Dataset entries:
--------------------------------------------------

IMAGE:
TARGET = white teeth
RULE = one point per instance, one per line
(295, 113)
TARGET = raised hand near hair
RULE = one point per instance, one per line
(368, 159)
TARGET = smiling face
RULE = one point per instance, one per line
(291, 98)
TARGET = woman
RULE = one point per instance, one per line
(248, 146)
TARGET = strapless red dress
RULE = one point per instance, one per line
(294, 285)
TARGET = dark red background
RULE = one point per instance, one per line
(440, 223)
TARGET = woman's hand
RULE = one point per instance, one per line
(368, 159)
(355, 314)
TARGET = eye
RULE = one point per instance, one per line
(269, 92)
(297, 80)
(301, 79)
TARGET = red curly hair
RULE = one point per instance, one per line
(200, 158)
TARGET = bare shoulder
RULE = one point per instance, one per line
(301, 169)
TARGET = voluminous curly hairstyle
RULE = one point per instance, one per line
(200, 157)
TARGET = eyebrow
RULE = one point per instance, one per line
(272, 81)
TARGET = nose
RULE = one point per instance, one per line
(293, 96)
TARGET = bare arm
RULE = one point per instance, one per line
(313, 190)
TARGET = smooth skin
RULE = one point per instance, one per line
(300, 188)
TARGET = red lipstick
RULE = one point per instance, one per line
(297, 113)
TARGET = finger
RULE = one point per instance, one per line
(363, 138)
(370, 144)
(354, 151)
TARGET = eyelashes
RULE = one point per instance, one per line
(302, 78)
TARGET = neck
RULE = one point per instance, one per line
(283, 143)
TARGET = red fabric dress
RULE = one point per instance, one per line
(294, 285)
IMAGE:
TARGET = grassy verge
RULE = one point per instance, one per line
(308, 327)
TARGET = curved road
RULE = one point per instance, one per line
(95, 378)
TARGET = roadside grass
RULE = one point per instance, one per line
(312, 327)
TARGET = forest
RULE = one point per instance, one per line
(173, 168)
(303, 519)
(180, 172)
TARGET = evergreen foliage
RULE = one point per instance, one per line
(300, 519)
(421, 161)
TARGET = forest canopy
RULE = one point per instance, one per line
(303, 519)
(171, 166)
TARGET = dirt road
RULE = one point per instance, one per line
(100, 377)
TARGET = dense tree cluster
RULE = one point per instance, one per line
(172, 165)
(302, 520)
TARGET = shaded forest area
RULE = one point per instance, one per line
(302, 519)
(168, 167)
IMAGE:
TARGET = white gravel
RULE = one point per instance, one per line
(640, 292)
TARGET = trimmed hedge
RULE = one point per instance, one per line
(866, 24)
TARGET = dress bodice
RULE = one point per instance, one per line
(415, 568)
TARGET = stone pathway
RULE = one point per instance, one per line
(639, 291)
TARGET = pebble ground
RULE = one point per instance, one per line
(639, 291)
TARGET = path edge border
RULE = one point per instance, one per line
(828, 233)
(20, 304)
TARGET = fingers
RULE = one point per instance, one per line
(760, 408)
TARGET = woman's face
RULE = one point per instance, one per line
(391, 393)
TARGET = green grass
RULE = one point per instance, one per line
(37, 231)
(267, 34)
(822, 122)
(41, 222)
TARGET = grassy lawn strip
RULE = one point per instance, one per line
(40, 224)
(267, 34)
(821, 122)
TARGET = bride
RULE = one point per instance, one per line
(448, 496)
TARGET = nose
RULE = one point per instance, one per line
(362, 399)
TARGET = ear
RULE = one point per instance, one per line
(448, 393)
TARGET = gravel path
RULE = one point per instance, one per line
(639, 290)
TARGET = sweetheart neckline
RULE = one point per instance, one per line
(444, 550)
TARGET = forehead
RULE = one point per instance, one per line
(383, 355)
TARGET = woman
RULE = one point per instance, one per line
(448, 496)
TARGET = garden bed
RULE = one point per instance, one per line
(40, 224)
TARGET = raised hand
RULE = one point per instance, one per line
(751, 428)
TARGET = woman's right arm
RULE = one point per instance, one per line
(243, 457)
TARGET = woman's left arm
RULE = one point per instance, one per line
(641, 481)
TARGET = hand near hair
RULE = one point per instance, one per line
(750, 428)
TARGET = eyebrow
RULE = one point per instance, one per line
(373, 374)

--------------------------------------------------

#### ABOUT THIS EXERCISE
Write out each line exactly, as it is shown above.

#### SOLUTION TO THE EXERCISE
IMAGE:
TARGET = white teeth
RULE = one point per instance, one per line
(295, 113)
TARGET = raised hand near hair
RULE = one point per instance, one per line
(368, 159)
TARGET = smiling face
RULE = one point per instance, one per line
(291, 98)
TARGET = woman
RULE = one point per instance, one per line
(248, 146)
TARGET = strapless red dress
RULE = one point per instance, one per line
(294, 285)
TARGET = dark red background
RULE = one point per instance, one per line
(440, 223)
TARGET = woman's hand
RULE = one point per instance, one per line
(368, 159)
(355, 314)
TARGET = eye
RULE = one point per instance, one per line
(269, 92)
(297, 80)
(301, 79)
TARGET = red curly hair
RULE = one point per instance, one per line
(200, 158)
TARGET = bare shoulder
RULE = one point per instance, one per line
(301, 169)
TARGET = voluminous curly hairstyle
RULE = one point per instance, one per line
(200, 157)
TARGET = eyebrow
RULE = one point per instance, one per line
(272, 81)
TARGET = nose
RULE = one point per instance, one per line
(293, 96)
TARGET = bare arm
RULE = one point per instance, one per line
(313, 190)
TARGET = smooth skin
RULE = one point per instance, one per line
(300, 188)
TARGET = red lipstick
RULE = one point per instance, one per line
(297, 113)
TARGET = finger
RULE = one point per instance, one per line
(363, 138)
(370, 144)
(354, 151)
TARGET = eyelashes
RULE = one point per instance, one per line
(302, 78)
TARGET = neck
RULE = one point per instance, one per line
(283, 143)
TARGET = red fabric dress
RULE = one point per instance, one per line
(294, 285)
IMAGE:
TARGET = grassy verge
RULE = one point per instance, one per line
(308, 327)
TARGET = curved road
RULE = one point per instance, one per line
(95, 378)
TARGET = roadside grass
RULE = one point per instance, one per line
(312, 327)
TARGET = forest
RULE = one point per instance, one per line
(173, 168)
(303, 519)
(180, 172)
TARGET = evergreen foliage
RULE = one point per instance, one per line
(300, 519)
(421, 161)
TARGET = forest canopy
RULE = one point per instance, one per line
(303, 519)
(171, 166)
TARGET = dirt road
RULE = one point per instance, one per line
(100, 377)
TARGET = dense tree cluster
RULE = one point per instance, one per line
(172, 165)
(302, 520)
TARGET = shaded forest area
RULE = one point per instance, one per line
(302, 519)
(168, 167)
IMAGE:
TARGET = white gravel
RULE = one point per instance, one per line
(640, 292)
TARGET = trimmed hedge
RULE = one point per instance, one per line
(866, 24)
TARGET = dress bodice
RULE = one point per instance, one per line
(415, 568)
TARGET = stone pathway
RULE = one point per instance, one per line
(639, 291)
TARGET = pebble ground
RULE = one point per instance, one per line
(639, 291)
TARGET = path edge border
RULE = one point per instance, one per line
(828, 233)
(20, 304)
TARGET = fingers
RULE = one point per instance, one per line
(760, 408)
TARGET = woman's face
RULE = one point per instance, one per line
(391, 393)
TARGET = green grass
RULE = one point per instance, one per line
(37, 231)
(267, 34)
(822, 122)
(41, 222)
TARGET = grassy lawn strip
RULE = one point per instance, one per line
(40, 224)
(267, 34)
(821, 122)
TARGET = bride
RULE = one point per instance, one per line
(448, 496)
TARGET = nose
RULE = one point per instance, one per line
(362, 399)
TARGET = ear
RULE = one point per instance, one per line
(448, 393)
TARGET = gravel path
RULE = one point per instance, one per line
(639, 290)
TARGET = sweetheart neckline
RULE = one point per instance, one per line
(444, 550)
TARGET = forehead
RULE = one point per instance, one per line
(383, 355)
TARGET = woman
RULE = one point per instance, one per line
(448, 496)
TARGET = garden bed
RULE = one point per instance, one per line
(40, 224)
TARGET = raised hand
RULE = one point per instance, one per line
(751, 428)
TARGET = woman's right arm
RULE = one point per instance, one per line
(243, 457)
TARGET = woman's left arm
RULE = one point per instance, one per line
(641, 481)
TARGET = hand near hair
RULE = one point per instance, one per line
(750, 428)
TARGET = eyebrow
RULE = one point per instance, one per line
(373, 374)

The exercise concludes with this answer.